INSTRUCTIONS TO FOLLOW >> Reproduce all of the following rows with "instance" replaced by "occurrence" wherever it occurs, keeping everything else unchanged and omitting the pictures.

LISTING >>

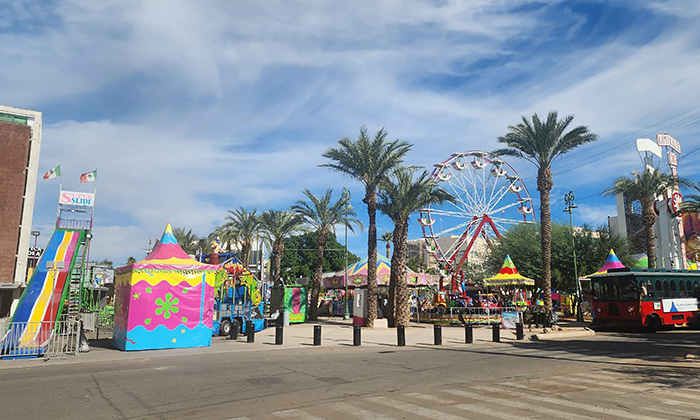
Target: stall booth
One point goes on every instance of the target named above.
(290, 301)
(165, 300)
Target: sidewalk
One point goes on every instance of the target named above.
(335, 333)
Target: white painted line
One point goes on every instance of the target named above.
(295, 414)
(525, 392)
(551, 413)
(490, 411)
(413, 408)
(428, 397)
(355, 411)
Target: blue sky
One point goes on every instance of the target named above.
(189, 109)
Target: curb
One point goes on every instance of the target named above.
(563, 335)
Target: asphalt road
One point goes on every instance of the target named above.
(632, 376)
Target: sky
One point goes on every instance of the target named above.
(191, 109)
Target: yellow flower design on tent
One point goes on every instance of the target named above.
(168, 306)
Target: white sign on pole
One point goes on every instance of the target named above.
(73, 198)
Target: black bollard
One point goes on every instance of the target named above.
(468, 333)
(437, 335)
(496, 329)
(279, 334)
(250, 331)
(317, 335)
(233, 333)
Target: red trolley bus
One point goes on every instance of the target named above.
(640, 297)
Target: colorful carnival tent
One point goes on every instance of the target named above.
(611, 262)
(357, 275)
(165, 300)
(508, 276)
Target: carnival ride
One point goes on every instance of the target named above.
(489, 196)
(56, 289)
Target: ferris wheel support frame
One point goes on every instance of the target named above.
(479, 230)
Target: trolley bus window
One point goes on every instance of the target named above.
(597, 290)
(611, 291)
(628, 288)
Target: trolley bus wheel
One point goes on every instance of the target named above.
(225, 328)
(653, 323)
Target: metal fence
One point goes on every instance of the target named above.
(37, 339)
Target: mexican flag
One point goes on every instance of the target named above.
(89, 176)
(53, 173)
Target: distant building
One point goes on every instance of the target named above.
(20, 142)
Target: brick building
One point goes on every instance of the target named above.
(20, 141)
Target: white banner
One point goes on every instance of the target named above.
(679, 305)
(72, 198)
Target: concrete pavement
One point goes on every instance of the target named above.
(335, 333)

RESPONSE FOR THIS EXERCISE >>
Target: stall booth
One point goes on every occurrence of the target named above.
(290, 301)
(165, 300)
Target: sidewalk
One point goes on every occurrence of the target named above.
(335, 333)
Target: white painted line
One point goes on every occurrence of the target named above.
(295, 414)
(525, 392)
(551, 413)
(490, 411)
(413, 408)
(428, 397)
(355, 411)
Target: blue sky
One point goes on every occurrence of the target named above.
(189, 109)
Target: curb
One point goes on every occurrence of the target named above.
(563, 335)
Target: asphalt road
One point goes on every occurrence of the target named above.
(632, 376)
Target: sky
One point goes on every occurrence of the target named above.
(191, 109)
Target: yellow flower design on tent
One point goes on every occurrence of the target named above.
(168, 306)
Target: white sign on pole
One point goes on every occurrence of the target named above.
(73, 198)
Target: black bollard
One point goes on every occurrence of the target named above.
(468, 333)
(437, 335)
(496, 329)
(279, 334)
(250, 331)
(317, 335)
(233, 333)
Target: red trolley bus
One point goes on every occurrence of the target named above.
(640, 297)
Target: colorful carnival tent
One point goes on every occurrence of the target named above.
(611, 262)
(357, 275)
(165, 300)
(508, 276)
Target: carnival ride
One point goes on every occurrence of the target named above.
(489, 196)
(56, 289)
Target: ferris wheel support frame
One point goes on every occurrence of the target named above.
(479, 230)
Target: trolley bus window
One point goes on every occurrence of the target named above.
(597, 290)
(611, 291)
(628, 288)
Target: trolley bus wheel
One point goes on every occurrence of the target named above.
(225, 328)
(653, 323)
Target: metal fence
One point goes on every occurrence of the target named above.
(37, 339)
Target: mexican flag
One point goes on every occurrence of the target named above.
(89, 176)
(53, 173)
Target: distant building
One point goes on every occurrence of the target named above.
(20, 142)
Target: brick building
One point goes on every occurrence of the target named above.
(20, 141)
Target: white banner
One point goes on every occurrence of the target named above.
(679, 305)
(72, 198)
Target: concrete pavement
One point goes on every occurrence of the target named above.
(335, 333)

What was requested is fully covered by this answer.